- GIVEN PROBLEM 1
According to the press release about CEVA's NeuPro-M, how many NeuPro-M engines does the NPM18 core have, and what performance can it reach?
- GIVEN PROBLEM 2
Repeat the NeuPro-M press release word for word, everything from "Illustrating its leading-edge" down to "TOPS per watt.".
** BEGIN EXTRACT PROVIDED **
Try our mobile app

CEVA Redefines High Performance AI/ML Processing for Edge AI and Edge Compute Devices with its NeuPro-M Heterogeneous and Secure Processor Architecture

Published: 2022-01-06 12:00:00 ET
<<<  go to CEVA company page

- 3rd generation NeuPro AI/ML architecture offers scalable performance of 20 to 1,200 TOPS at SoC and Chiplet levels, lowers memory bandwidth by 6X

- Targets broad use of AI/ML in automotive, industrial, 5G networks and handsets, surveillance cameras, and Edge Compute

LAS VEGAS, Jan. 6, 2022 /PRNewswire/-- Consumer Electronics Show  CEVA, Inc. (NASDAQ: CEVA), the leading licensor of wireless connectivity and smart sensing technologies and integrated IP solutions, today announced NeuPro-M, its latest generation processor architecture for artificial intelligence and machine learning (AI/ML) inference workloads. Targeting the broad markets of Edge AI and Edge Compute, NeuPro-M is a self-contained heterogeneous architecture that is composed of multiple specialized co-processors and configurable hardware accelerators that seamlessly and simultaneously process diverse workloads of Deep Neural Networks, boosting performance by 5-15X compared to its predecessor. An industry first, NeuPro-M supports both system-on-chip (SoC) as well as Heterogeneous SoC (HSoC) scalability to achieve up to 1,200 TOPS and offers optional robust secure boot and end-to-end data privacy.

NeuPro-M is the latest generation processor architecture from CEVA for artificial intelligence and machine learning (AI/ML) inference workloads. Targeting the broad markets of Edge AI and Edge Compute, NeuPro-M is a self-contained heterogeneous architecture that is composed of multiple specialized co-processors and configurable hardware accelerators that seamlessly and simultaneously process diverse workloads of Deep Neural Networks, boosting performance by 5-15X compared to its predecessor.

NeuPro–M compliant processors initially include the following pre-configured cores:

  • NPM11 – single NeuPro-M engine, up to 20 TOPS at 1.25GHz
  • NPM18 – eight NeuPro-M engines, up to 160 TOPS at 1.25GHz

Illustrating its leading-edge performance, a single NPM11 core, when processing a ResNet50 convolutional neural network, achieves a 5X performance increase and 6X memory bandwidth reduction versus its predecessor, which results in exceptional power efficiency of up to 24 TOPS per watt.
** END EXTRACT PROVIDED **
** BEGIN ENTRIES SHOWN **
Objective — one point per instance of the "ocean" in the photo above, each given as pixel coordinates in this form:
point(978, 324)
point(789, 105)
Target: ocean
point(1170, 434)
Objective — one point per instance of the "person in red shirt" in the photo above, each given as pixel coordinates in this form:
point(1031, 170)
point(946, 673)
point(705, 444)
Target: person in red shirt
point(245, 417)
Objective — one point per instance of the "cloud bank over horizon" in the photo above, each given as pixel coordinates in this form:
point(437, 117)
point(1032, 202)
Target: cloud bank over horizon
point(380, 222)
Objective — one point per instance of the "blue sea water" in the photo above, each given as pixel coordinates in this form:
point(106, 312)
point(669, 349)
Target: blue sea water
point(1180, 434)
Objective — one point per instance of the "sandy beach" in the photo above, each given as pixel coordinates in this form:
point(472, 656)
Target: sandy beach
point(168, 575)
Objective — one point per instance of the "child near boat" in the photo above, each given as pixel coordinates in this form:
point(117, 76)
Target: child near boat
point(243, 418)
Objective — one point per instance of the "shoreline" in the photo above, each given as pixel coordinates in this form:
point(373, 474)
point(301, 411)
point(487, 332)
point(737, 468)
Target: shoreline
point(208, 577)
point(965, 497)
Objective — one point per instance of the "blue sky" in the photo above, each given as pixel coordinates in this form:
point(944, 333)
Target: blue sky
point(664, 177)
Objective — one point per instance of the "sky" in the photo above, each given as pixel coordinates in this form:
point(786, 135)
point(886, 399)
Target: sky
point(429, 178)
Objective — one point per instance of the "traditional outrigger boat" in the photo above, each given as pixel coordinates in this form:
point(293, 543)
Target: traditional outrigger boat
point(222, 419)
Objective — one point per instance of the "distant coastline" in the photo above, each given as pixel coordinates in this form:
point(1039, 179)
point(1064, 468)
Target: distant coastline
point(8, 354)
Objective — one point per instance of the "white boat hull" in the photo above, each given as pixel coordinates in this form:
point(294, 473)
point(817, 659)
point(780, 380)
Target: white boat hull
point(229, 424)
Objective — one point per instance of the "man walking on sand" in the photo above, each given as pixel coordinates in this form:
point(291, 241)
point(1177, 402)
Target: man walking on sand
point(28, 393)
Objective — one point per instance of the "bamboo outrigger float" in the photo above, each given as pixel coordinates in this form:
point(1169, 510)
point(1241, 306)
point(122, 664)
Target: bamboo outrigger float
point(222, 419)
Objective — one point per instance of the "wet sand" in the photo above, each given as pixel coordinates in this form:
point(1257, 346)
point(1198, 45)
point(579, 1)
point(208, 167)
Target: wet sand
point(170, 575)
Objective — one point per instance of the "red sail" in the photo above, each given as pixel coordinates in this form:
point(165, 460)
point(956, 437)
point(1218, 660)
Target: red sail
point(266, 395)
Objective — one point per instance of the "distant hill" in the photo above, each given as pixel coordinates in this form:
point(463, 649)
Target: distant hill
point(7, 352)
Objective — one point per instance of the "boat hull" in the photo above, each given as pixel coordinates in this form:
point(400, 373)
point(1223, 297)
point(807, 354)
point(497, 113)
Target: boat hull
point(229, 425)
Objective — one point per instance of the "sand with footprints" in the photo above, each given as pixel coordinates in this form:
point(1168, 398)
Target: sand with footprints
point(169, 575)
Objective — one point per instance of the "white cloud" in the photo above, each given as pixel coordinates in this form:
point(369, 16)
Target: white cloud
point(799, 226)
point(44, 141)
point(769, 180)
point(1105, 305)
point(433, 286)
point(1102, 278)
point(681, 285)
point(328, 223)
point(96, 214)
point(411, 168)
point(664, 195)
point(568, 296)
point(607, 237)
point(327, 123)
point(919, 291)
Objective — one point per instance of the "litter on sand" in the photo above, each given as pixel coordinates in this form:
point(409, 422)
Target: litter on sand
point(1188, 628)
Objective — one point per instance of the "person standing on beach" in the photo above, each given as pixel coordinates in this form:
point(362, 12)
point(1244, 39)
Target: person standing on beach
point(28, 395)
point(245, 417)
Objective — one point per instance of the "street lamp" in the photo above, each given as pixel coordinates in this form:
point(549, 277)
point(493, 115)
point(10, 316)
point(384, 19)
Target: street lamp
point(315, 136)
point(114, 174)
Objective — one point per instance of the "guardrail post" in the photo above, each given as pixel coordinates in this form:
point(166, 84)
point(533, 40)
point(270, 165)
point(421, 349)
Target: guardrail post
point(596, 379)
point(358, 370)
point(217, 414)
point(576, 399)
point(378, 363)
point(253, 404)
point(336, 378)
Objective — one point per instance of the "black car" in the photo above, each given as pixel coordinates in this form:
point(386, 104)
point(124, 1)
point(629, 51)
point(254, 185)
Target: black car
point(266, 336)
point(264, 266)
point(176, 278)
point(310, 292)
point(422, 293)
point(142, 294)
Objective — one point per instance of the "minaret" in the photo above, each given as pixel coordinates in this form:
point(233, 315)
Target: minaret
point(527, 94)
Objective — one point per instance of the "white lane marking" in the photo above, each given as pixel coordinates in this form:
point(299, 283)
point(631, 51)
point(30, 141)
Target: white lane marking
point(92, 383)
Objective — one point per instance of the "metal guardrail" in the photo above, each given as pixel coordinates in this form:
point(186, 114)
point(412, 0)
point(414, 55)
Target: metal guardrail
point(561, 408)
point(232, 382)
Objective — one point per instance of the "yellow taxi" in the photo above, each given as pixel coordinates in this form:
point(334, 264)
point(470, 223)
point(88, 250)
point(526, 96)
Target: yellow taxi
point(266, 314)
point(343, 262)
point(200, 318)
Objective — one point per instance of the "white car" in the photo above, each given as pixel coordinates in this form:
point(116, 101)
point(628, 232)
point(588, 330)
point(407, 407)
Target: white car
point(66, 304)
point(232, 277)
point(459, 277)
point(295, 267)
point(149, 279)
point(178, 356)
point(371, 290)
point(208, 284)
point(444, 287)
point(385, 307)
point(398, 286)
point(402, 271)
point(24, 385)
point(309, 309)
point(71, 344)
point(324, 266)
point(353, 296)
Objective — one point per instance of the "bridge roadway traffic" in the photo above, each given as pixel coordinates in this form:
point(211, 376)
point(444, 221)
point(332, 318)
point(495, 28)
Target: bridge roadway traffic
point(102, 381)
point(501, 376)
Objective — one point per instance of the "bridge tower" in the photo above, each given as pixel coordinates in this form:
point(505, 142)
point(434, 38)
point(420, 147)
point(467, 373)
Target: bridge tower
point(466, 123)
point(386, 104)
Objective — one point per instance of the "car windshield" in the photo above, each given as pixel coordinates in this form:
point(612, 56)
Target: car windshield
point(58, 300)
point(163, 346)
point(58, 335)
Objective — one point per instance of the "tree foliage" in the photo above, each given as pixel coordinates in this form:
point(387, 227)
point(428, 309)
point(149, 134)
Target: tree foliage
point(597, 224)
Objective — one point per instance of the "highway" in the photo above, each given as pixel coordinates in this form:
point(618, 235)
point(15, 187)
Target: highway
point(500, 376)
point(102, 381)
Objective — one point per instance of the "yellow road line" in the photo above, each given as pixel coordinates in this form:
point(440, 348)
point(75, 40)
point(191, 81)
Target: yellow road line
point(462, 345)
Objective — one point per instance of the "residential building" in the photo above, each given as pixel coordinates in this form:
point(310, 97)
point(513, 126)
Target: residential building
** END ENTRIES SHOWN **
- TASK RESULT 1
Eight engines, up to 160 TOPS at 1.25GHz.

- TASK RESULT 2
Illustrating its leading-edge performance, a single NPM11 core, when processing a ResNet50 convolutional neural network, achieves a 5X performance increase and 6X memory bandwidth reduction versus its predecessor, which results in exceptional power efficiency of up to 24 TOPS per watt.